◆ Records supplied

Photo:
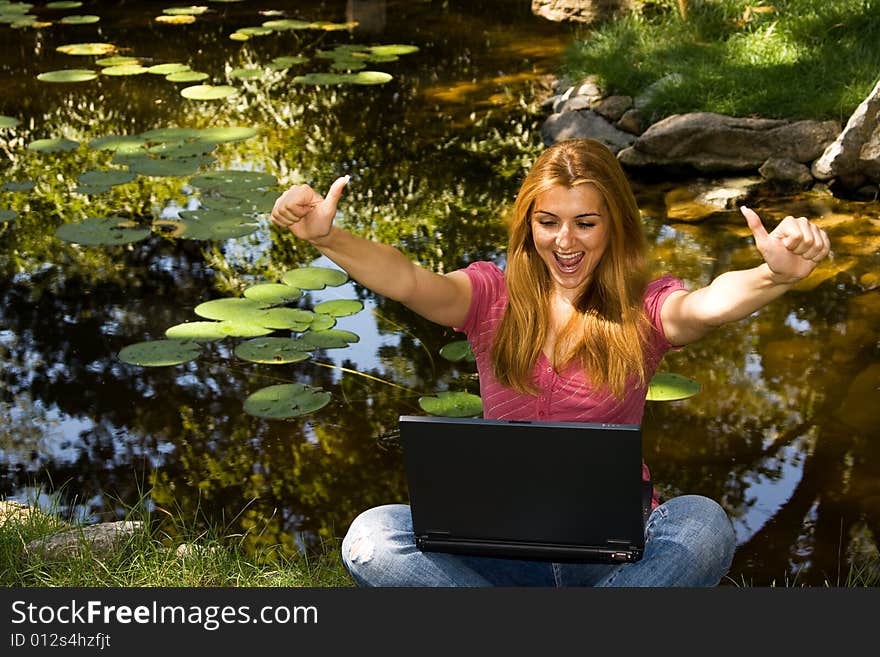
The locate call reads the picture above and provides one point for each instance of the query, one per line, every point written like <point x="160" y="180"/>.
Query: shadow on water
<point x="783" y="434"/>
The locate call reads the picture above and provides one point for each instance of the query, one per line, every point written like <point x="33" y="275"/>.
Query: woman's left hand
<point x="793" y="249"/>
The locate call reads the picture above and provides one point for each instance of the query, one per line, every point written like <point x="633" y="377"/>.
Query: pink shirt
<point x="566" y="396"/>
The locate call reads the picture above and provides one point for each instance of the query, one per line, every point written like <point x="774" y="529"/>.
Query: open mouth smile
<point x="568" y="262"/>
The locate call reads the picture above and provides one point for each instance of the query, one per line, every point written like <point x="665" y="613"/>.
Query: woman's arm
<point x="443" y="299"/>
<point x="791" y="252"/>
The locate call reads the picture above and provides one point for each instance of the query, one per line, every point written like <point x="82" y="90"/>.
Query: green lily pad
<point x="230" y="180"/>
<point x="666" y="386"/>
<point x="95" y="231"/>
<point x="203" y="331"/>
<point x="281" y="63"/>
<point x="272" y="294"/>
<point x="246" y="73"/>
<point x="314" y="278"/>
<point x="103" y="178"/>
<point x="68" y="75"/>
<point x="322" y="322"/>
<point x="164" y="167"/>
<point x="458" y="351"/>
<point x="293" y="319"/>
<point x="452" y="404"/>
<point x="87" y="49"/>
<point x="169" y="69"/>
<point x="223" y="135"/>
<point x="56" y="145"/>
<point x="159" y="353"/>
<point x="192" y="10"/>
<point x="117" y="60"/>
<point x="124" y="69"/>
<point x="339" y="307"/>
<point x="85" y="19"/>
<point x="187" y="76"/>
<point x="17" y="186"/>
<point x="275" y="351"/>
<point x="328" y="339"/>
<point x="229" y="308"/>
<point x="118" y="143"/>
<point x="208" y="92"/>
<point x="286" y="400"/>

◆ Exercise description
Among the entries, how many lines contain the word "above"? Give the number alone.

◆ Result of the task
6